** start TEXT PASSAGE **

Page 352 - Week 02 - Tuesday, 7 March 2006

Next page . . . . Previous page . . . . Speeches . . . . Contents . . . . Debates(HTML) . . . . PDF . . . .


MR STANHOPE (Ginninderra—Chief Minister, Attorney-General, Minister for the Environment and Minister for Arts, Heritage and Indigenous Affairs) (12.21): I want to respond briefly to the position put that it is important we acknowledge that the law changes. Certainly, the law does change and Mr Stefaniak pursued this point. There is within the Criminal Code of the ACT and every crimes act around Australia—and similar criminal provisions within the United Kingdom and other common law countries—a provision which Mr Stefaniak referred to, namely, section 10 of the ACT code, which provides that the criminal law, as it imposes offences against the person, applies from the moment of birth.

Mr Stefaniak went to a couple of instances of offences specifically against very young children—that is, at the time of birth or after birth but, nevertheless, those that fall within the description of a life in being, as defined within section 10. Mr Stefaniak says, “Well this might be the law now around Australia and the United Kingdom and in other places around the world, but the law moves, the law changes.” And, indeed, the law does change.

There was a significant change in the law three years ago—and this is relevant to the amendment moved today by the Liberal Party—when this parliament decriminalised abortion in the ACT. We removed the offence of abortion from the criminal law. And the law moved; the law changed. The law in relation to abortion in the ACT reflects this community’s view and attitude to a woman’s right to choose whether or not to terminate a pregnancy. So the legislation did develop, it did move. The point is, Mr Stefaniak—and I also make this point to members of the opposition in the Liberal Party in this place in relation to the amendment that we have been debating today—that that change in the law does not accord with your views. You opposed that change in the law. You opposed that development in the law. You opposed the fact that this parliament removed abortion from the criminal law.

** end TEXT PASSAGE **
** start RAW DATA **

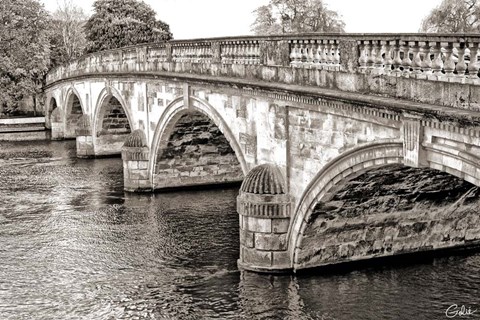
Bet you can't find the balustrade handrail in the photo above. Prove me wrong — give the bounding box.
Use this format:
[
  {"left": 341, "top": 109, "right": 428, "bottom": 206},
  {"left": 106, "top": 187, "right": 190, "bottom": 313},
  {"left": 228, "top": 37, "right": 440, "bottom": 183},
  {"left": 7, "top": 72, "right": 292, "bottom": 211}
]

** end RAW DATA **

» **SHORT PROBLEM A**:
From the debate transcript, reproduce the passage starting at "MR STANHOPE (Ginninderra—Chief" and ending at "moment of birth.".
» **SHORT PROBLEM B**:
In the debate transcript, what does section 10 of the ACT code provide?

» **EXERCISE ANSWER A**:
MR STANHOPE (Ginninderra—Chief Minister, Attorney-General, Minister for the Environment and Minister for Arts, Heritage and Indigenous Affairs) (12.21): I want to respond briefly to the position put that it is important we acknowledge that the law changes. Certainly, the law does change and Mr Stefaniak pursued this point. There is within the Criminal Code of the ACT and every crimes act around Australia—and similar criminal provisions within the United Kingdom and other common law countries—a provision which Mr Stefaniak referred to, namely, section 10 of the ACT code, which provides that the criminal law, as it imposes offences against the person, applies from the moment of birth.

» **EXERCISE ANSWER B**:
It provides that the criminal law, as it imposes offences against the person, applies from the moment of birth.